# Task to complete
Quote each of the items below word for word, leaving the pictures out of your answer.

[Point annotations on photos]
•••

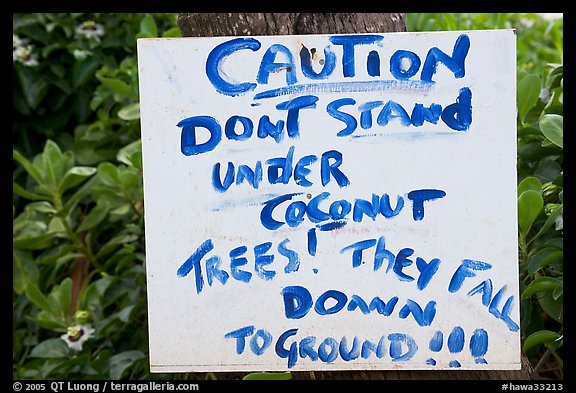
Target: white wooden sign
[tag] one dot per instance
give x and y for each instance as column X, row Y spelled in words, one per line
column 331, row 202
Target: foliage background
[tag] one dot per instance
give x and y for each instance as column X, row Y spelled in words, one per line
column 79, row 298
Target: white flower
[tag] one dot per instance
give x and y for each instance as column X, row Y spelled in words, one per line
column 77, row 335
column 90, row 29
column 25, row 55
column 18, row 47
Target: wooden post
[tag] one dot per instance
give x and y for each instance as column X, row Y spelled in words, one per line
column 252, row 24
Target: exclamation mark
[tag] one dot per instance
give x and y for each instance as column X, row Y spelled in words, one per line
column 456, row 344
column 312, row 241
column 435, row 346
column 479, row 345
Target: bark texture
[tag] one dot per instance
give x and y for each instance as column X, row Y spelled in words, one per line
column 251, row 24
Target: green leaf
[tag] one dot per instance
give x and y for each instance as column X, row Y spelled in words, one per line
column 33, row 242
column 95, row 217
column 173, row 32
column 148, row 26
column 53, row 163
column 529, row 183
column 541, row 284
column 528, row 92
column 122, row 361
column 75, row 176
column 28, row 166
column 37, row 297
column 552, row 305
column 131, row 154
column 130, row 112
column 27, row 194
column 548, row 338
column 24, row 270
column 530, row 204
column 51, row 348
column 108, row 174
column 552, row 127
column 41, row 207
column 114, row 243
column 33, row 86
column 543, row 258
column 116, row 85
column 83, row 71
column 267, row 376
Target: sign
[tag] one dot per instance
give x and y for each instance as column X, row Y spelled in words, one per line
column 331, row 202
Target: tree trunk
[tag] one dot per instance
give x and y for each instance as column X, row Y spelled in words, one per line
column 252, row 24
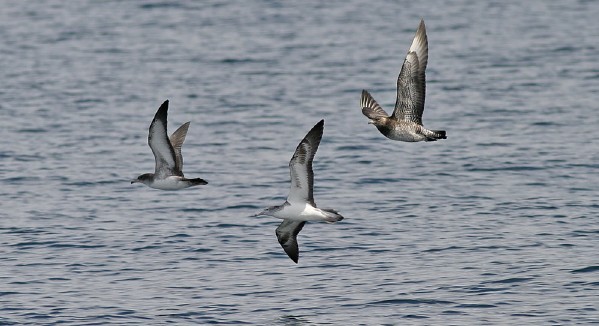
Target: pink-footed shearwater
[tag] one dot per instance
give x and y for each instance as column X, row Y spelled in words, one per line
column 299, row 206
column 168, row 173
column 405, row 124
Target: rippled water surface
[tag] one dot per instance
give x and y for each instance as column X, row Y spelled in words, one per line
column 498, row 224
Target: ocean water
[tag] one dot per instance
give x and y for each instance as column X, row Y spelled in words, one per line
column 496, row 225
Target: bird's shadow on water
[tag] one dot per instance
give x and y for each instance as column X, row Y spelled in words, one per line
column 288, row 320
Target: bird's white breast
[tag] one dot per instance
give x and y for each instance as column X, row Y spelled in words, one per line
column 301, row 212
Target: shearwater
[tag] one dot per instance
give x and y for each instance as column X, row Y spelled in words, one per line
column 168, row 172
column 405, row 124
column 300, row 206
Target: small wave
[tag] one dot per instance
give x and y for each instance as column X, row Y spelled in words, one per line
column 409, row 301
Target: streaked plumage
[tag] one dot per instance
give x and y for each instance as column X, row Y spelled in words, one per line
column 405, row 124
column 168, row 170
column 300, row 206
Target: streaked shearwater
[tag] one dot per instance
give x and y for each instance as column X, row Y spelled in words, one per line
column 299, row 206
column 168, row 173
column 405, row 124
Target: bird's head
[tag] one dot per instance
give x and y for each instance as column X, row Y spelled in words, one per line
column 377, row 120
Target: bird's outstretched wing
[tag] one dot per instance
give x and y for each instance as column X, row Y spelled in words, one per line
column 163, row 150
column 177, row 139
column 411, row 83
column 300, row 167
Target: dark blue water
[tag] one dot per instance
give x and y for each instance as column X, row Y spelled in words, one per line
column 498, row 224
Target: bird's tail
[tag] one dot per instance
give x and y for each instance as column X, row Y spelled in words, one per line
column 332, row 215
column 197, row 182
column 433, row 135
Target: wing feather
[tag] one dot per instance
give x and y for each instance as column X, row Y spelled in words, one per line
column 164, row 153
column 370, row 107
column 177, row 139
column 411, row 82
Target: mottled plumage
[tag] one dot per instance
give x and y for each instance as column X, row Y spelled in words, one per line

•••

# Solved exercise
Target: white wooden sign
[tag] one dot per instance
give x and y for each instance as column X, row Y spelled in words, one per line
column 331, row 202
Target: foliage background
[tag] one dot per instance
give x and y for each instance as column X, row Y spelled in words, one per line
column 79, row 298
Target: white flower
[tag] one dot per instance
give x and y for each instance as column X, row Y spelled in words, one per line
column 77, row 335
column 90, row 29
column 25, row 55
column 18, row 47
Target: wooden post
[tag] one dot per instance
give x and y for each instance as column X, row Y spelled in words, one per line
column 252, row 24
Target: exclamation mark
[tag] one dot per instance
give x and y for each instance as column X, row Y spelled in words, one per line
column 456, row 344
column 312, row 241
column 435, row 346
column 479, row 345
Target: bark texture
[tag] one dot per instance
give x and y for each instance as column X, row Y spelled in words, one per line
column 251, row 24
Target: green leaf
[tag] one dot per instance
give x and y for each instance as column X, row Y spelled in words, one per line
column 33, row 242
column 95, row 217
column 173, row 32
column 148, row 26
column 53, row 163
column 529, row 183
column 541, row 284
column 528, row 92
column 122, row 361
column 75, row 176
column 28, row 166
column 37, row 297
column 552, row 305
column 131, row 154
column 130, row 112
column 27, row 194
column 548, row 338
column 24, row 270
column 530, row 204
column 51, row 348
column 108, row 174
column 552, row 127
column 41, row 207
column 114, row 243
column 33, row 86
column 543, row 258
column 116, row 85
column 83, row 71
column 267, row 376
Target: sign
[tag] one dot per instance
give x and y for each instance as column X, row Y spelled in words, one per line
column 331, row 202
Target: tree trunk
[tag] one dot per instance
give x and y for each instance as column X, row Y spelled in words, one per line
column 252, row 24
Target: pink-footed shearwater
[tag] one dot per instance
give x and y for each instance as column X, row Y spelled in words, one per line
column 299, row 206
column 168, row 173
column 405, row 124
Target: rippled water surface
[tag] one dot per instance
give x and y for each instance as column X, row Y spelled in words, one per line
column 498, row 224
Target: ocean water
[tag] one dot per instance
give x and y for each instance as column X, row Y spelled in words, one per line
column 496, row 225
Target: bird's shadow on water
[tag] one dot per instance
give x and y for each instance as column X, row Y spelled in words, one per line
column 288, row 320
Target: bird's white breast
[tag] one dot per instance
give x and y for each instance as column X, row Y spelled in words, one per line
column 301, row 212
Target: shearwater
[tag] one dot per instance
give x and y for each instance as column X, row Y spelled in words, one per line
column 168, row 172
column 405, row 124
column 300, row 206
Target: small wave
[tag] one dot per instance
give x and y for each instance as column X, row Y spelled in words, one per line
column 409, row 301
Target: streaked plumage
[tag] one dot per instance
give x and y for each instance as column X, row Y spelled in words, one per line
column 405, row 124
column 168, row 170
column 300, row 206
Target: streaked shearwater
[tag] one dot per instance
give x and y for each instance as column X, row Y spelled in words, one per line
column 299, row 206
column 168, row 173
column 405, row 124
Target: bird's head
[tag] one dot per instance
give x and y for each instance as column X, row Y spelled in words, one per line
column 377, row 120
Target: bird's outstretched wing
[tag] one dot per instance
give x and y for each instance as column X, row Y spelled in words, one per line
column 163, row 150
column 177, row 139
column 411, row 83
column 300, row 167
Target: dark blue water
[tag] one dot per instance
give x and y for each instance as column X, row Y spelled in words, one per line
column 498, row 224
Target: bird's tail
[tag] one dot per instance
give x and y for each instance as column X, row Y spelled in words, one per line
column 332, row 215
column 197, row 182
column 433, row 135
Target: wing feather
[tag] one dot per instance
give x and y for each instance as column X, row Y spelled in words, one per line
column 164, row 153
column 370, row 107
column 177, row 139
column 411, row 82
Target: mottled plumage
[tag] one dot per instance
give x and y for each instance as column X, row Y spelled in words, one per line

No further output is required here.